> _DOCUMENT SEGMENT_

Goodbye Mr Muffin, Teater Refleksion and Teatret De Røde Heste Goodbye Mr Muffin, Teater Refleksion and Teatret De Røde Heste
photo Jan Rüsz
An imagination freed by the arts is often equated with a return to childhood openness, to a period before experience has been categorised and culturally coded, made safe, useable and sometimes blinkeredly loyal. In this edition of RealTime, young people are the subject of works that challenge our imaginations. Our cover features the Malthouse production of German playwright Marius von Mayenburg’s Moving Target [review p10] which, with child-like glee, gets into the minds of often childish adults terrified by their mysterious offspring. In an interview [p13], von Mayenburg ponders the current focus on children as victims. In his play he reverses this expectation in a series of shocking twists. In his ASSITEJ 2008 international festival of performing arts for young audiences, artistic director Jason Cross has programmed some works not originally designed for children, challenging the notion of ‘appropriacy’, while staging others that profoundly evoke the open imagination of the child [p14]. The image on this page is of the central figure in Goodbye Mr Muffin, a Danish production in ASSITEJ 2008 for children 6 years and up about coping with death, in this case of an aging pet. Cross sees a play like this as being as much for adults as children. In Elissa Downe’s successful new Australian feature film, The Black Balloon, an adolescent struggles with his sense of responsibility for his autistic brother. In Hard Rubbish, directed by Adam Lemmey and nominated in nine categories in the 2008 South Australian Short Screen Awards [p26], an 11-year-old girl throws out her embarrassing family with the rubbish. At the 2008 NOW now improvised music festival, Ross Bolleter, an artist who has turned the playing of ruined and near dead pianos into an artform, introduced child players to its pleasures [p41]. Anything is possible.

> _GOAL OF THE EXERCISE_
List every production or film that the text above about young people in the arts names by its title.

> _SOURCE DATA_
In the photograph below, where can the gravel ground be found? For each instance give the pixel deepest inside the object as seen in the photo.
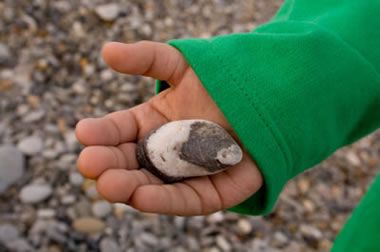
(51, 76)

> _REPLY TO THE EXERCISE_
- Goodbye Mr Muffin
- Moving Target
- The Black Balloon
- Hard Rubbish